▶ **What you need to do**
Reproduce each line of the material precisely.
■ ■ ■
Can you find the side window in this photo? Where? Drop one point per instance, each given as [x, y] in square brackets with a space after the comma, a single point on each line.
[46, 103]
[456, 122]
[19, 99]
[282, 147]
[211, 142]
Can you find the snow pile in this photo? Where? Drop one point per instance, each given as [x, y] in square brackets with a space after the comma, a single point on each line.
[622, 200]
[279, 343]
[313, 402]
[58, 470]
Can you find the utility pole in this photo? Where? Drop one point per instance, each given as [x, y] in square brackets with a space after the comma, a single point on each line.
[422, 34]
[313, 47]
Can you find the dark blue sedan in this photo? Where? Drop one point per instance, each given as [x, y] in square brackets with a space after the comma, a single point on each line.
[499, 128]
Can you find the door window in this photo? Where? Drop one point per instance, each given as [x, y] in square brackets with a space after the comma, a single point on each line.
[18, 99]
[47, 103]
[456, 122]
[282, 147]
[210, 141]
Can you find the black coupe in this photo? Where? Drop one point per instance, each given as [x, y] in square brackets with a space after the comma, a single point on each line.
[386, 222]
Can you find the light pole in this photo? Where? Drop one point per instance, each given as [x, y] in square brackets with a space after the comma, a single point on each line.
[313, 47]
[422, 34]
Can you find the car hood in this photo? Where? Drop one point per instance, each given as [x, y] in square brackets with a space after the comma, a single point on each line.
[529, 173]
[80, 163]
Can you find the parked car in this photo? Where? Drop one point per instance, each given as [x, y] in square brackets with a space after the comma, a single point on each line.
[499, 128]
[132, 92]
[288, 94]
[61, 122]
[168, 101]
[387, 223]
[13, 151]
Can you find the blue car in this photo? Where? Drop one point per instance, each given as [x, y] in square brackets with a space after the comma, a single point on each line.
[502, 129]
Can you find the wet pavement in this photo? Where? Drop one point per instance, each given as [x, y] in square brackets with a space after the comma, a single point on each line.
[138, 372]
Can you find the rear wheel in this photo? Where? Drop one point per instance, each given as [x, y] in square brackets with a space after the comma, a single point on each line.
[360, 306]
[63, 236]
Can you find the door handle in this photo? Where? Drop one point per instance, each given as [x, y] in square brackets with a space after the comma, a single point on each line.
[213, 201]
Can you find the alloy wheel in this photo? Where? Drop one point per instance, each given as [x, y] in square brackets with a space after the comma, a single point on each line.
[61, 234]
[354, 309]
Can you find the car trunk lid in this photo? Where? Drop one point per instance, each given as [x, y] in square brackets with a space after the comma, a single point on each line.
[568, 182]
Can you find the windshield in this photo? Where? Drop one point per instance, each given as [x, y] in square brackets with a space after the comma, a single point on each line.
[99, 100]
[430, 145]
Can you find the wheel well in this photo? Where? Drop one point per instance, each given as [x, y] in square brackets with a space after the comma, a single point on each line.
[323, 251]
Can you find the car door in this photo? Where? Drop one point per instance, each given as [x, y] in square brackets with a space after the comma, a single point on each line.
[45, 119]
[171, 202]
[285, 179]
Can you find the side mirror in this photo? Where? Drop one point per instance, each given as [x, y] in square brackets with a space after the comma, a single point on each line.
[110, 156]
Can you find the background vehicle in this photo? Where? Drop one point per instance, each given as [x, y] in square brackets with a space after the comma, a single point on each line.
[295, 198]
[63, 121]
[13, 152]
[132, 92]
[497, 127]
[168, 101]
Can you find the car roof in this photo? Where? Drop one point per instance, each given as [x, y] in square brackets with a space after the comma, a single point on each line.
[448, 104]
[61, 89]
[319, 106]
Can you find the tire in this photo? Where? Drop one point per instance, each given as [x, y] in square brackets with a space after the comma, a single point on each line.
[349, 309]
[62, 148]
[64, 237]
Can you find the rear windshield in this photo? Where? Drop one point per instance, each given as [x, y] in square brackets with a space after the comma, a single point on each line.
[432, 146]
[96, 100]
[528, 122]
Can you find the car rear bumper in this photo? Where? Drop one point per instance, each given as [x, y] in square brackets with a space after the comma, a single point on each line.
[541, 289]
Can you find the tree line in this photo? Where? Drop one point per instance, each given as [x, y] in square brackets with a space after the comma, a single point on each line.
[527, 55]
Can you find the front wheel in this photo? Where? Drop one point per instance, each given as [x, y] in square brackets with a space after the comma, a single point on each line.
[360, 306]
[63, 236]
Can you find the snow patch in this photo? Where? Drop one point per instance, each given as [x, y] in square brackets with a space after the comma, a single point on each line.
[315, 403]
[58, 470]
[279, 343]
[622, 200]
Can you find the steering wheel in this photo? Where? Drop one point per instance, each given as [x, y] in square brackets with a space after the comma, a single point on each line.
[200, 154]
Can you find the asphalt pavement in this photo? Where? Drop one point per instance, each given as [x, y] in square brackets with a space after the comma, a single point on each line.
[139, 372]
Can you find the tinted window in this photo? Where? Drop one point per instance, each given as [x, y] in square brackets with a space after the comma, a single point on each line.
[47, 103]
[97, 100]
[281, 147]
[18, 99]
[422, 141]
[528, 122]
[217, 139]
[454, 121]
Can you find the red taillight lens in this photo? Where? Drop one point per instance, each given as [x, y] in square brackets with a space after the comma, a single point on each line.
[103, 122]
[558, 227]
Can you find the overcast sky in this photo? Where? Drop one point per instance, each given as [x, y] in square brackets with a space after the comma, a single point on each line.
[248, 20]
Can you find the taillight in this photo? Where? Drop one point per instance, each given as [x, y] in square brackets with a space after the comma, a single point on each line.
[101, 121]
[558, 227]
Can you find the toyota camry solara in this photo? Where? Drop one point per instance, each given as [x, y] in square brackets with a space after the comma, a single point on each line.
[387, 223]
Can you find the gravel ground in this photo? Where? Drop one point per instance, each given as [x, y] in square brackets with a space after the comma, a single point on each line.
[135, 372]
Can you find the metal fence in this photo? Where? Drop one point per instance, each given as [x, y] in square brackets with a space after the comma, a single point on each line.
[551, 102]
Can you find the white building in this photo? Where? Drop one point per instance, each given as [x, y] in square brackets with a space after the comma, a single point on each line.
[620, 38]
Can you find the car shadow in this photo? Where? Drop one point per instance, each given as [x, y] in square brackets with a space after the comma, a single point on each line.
■ ■ ■
▶ **Written response**
Can you find the side window in this photo? Where? Drop one point per instance, each given as [x, y] in square brackets with a space after the comma, a single point on each line.
[46, 103]
[456, 122]
[19, 99]
[282, 147]
[211, 142]
Can you find the snow pile in this photo? Where? Drop one point per instance, each given as [x, y] in square brackets with a space after the comma, a single point on each line.
[622, 200]
[279, 343]
[313, 402]
[58, 470]
Can you find the utility pole in this photo? Where? Drop one point per instance, each given as [x, y] in square brackets with a space after the comma, a single point on each line.
[422, 34]
[313, 47]
Can you find the dark blue sedan in this photo? Where? Drop one point per instance, each given as [x, y] in square brackets with a space after the comma, a single point on each line.
[499, 128]
Can you find the door window in this photo? Where? Drop one point per instance, each given as [x, y] in square brackets with a space after the comma, a single point on each line.
[18, 99]
[47, 103]
[456, 122]
[282, 147]
[210, 141]
Can you find the black coupe in this photo? Where? Drop one point per instance, each given as [x, y] in square brackets with a space after the comma, a single point on each line.
[386, 222]
Can you find the light pole in this photo? Where? Drop one point per instance, each given as [x, y] in square brackets with a space after the comma, a single point on each line.
[313, 47]
[422, 34]
Can you find the car hood in this photo? Where? Drop one point per instance, each given as [x, y] in square brackets with a space after the comma, a single point on each line.
[529, 173]
[80, 163]
Can you find the parked car in this photo? Where? Drop one point per instance, each given as [x, y] in square brackets with a space after the comma, a single point on each line.
[499, 128]
[132, 92]
[288, 94]
[61, 122]
[168, 101]
[387, 223]
[13, 151]
Can you find the blue car in this photo? Where? Drop one point per instance, each given as [x, y] in square brackets with a space after the comma, a single point on each line.
[502, 129]
Can you find the wet pavement in this photo? Where? Drop one point per instance, each given as [x, y] in square brackets with a space after the comma, a single point on each line.
[138, 372]
Can you find the rear wheel in this photo? Where? Drop one point per instance, each given as [x, y] in square brackets with a space after the comma, a single point on each line.
[360, 306]
[63, 236]
Can you find the door handle in this photo? Where? Drop one point per instance, each given as [x, y] in square brackets with a space after the comma, a single point on each line.
[213, 201]
Can you find the alloy wheel in this photo? Where? Drop one point per instance, each given as [x, y] in square brackets with a space after the comma, a single point on each line.
[61, 234]
[354, 309]
Can you find the car trunk lid in this photo? Where? Drop one point per instance, each given as [x, y] in square brackets with a space after the comma, a single point on each line.
[568, 182]
Can you find the windshield in this photo? Where? Drop one point per instance, each given as [x, y] in square brackets with a space after the comma, a single point on each line.
[99, 100]
[430, 145]
Can you find the wheel well in this photo? Where? Drop one point per instance, each given as [x, y] in square brackets with a space after the comma, a single point on each line.
[323, 251]
Can you find the car door in this photo? Where? Drop one point per instance, each given as [x, y] in square brackets with a space after the comma, a single point on each line.
[45, 119]
[171, 202]
[285, 179]
Can you find the side mirror in this photo? Where? Drop one point per instance, each given as [x, y] in square brackets with a space after the comma, a single point on each line.
[110, 156]
Can you find the background vehicle in this photo? Where? Drop one point per instance, each given as [x, y] in square brackets with a space after the comma, a single point on each line.
[295, 198]
[63, 121]
[13, 152]
[132, 92]
[497, 127]
[168, 101]
Can you find the car roof in this photo? Where? Drop one point per instance, each given as [x, y] in square brackets with a space after the comma, a single point on each line.
[448, 104]
[61, 89]
[319, 106]
Can you find the tire in this photo? Where? Drop one point per instance, each given as [x, y] in square brackets with a space after the comma, a single point on each line.
[349, 309]
[62, 148]
[64, 237]
Can you find the rear windshield in this photo? Where? Drop one point per instance, each given as [x, y] in square brackets with a space after the comma, a single point on each line.
[432, 146]
[96, 100]
[528, 122]
Can you find the car rear bumper in this photo? Where? Drop one point per instance, each given as [x, y] in square brackets with a space after the comma, a single point on each line.
[541, 289]
Can you find the tree line in this photo? Where? Drop one point per instance, each given as [x, y] in square brackets with a space after the comma, a single point on each line.
[527, 55]
Can you find the front wheel in this photo? Where? Drop one point per instance, each given as [x, y] in square brackets with a space after the comma, a single point on each line.
[360, 306]
[63, 236]
Can you find the snow patch in this photo? Where? Drop one point per instance, each given as [x, y] in square brackets with a space after the comma, a single point on each line.
[315, 403]
[58, 470]
[279, 343]
[622, 200]
Can you find the steering wheel in this photo? Where? Drop one point per instance, each given as [x, y] in square brackets with a space after the comma, a single point on each line.
[200, 154]
Can you find the asphalt pavement in this photo? Where? Drop one point per instance, each given as [x, y] in square brackets with a space after the comma, a single point on each line.
[139, 372]
Can you find the tinted window in this photo? Where? Drop one point per instance, each given as [x, y] in square brackets with a space after the comma, a single point on each line.
[47, 103]
[97, 100]
[281, 147]
[18, 99]
[422, 141]
[528, 122]
[217, 139]
[454, 121]
Can you find the red taillight lens in this photo? Where? Drop one point per instance, each given as [x, y] in square brackets with a space after the comma, a single point on each line.
[103, 122]
[558, 227]
Can you find the overcast sky in this photo? Where? Drop one point per instance, each given as [x, y] in square brackets with a space after the comma, a single point on each line.
[248, 20]
Can you find the taillight in this photo? Where? Drop one point per instance, each given as [x, y] in square brackets with a space after the comma, a single point on each line.
[101, 121]
[558, 227]
Can you find the toyota camry solara in this photo? Where? Drop one point per instance, each given as [x, y] in square brackets with a space after the comma, a single point on each line.
[387, 223]
Can you find the gravel ground in this photo? Where? Drop one point per instance, each given as [x, y] in square brackets with a space after the comma, a single point on each line.
[135, 372]
Can you find the metal fence in this photo? Where? Drop one point per instance, each given as [x, y] in square brackets with a space after the comma, a single point on each line.
[551, 102]
Can you find the white building in this photo? Where? Drop one point per instance, each given as [x, y] in square brackets with a space after the comma, a single point on each line.
[620, 38]
Can you find the car shadow in this photo? Where? Drop one point per instance, each given as [x, y] in square brackets with a space after the comma, a single point on each line.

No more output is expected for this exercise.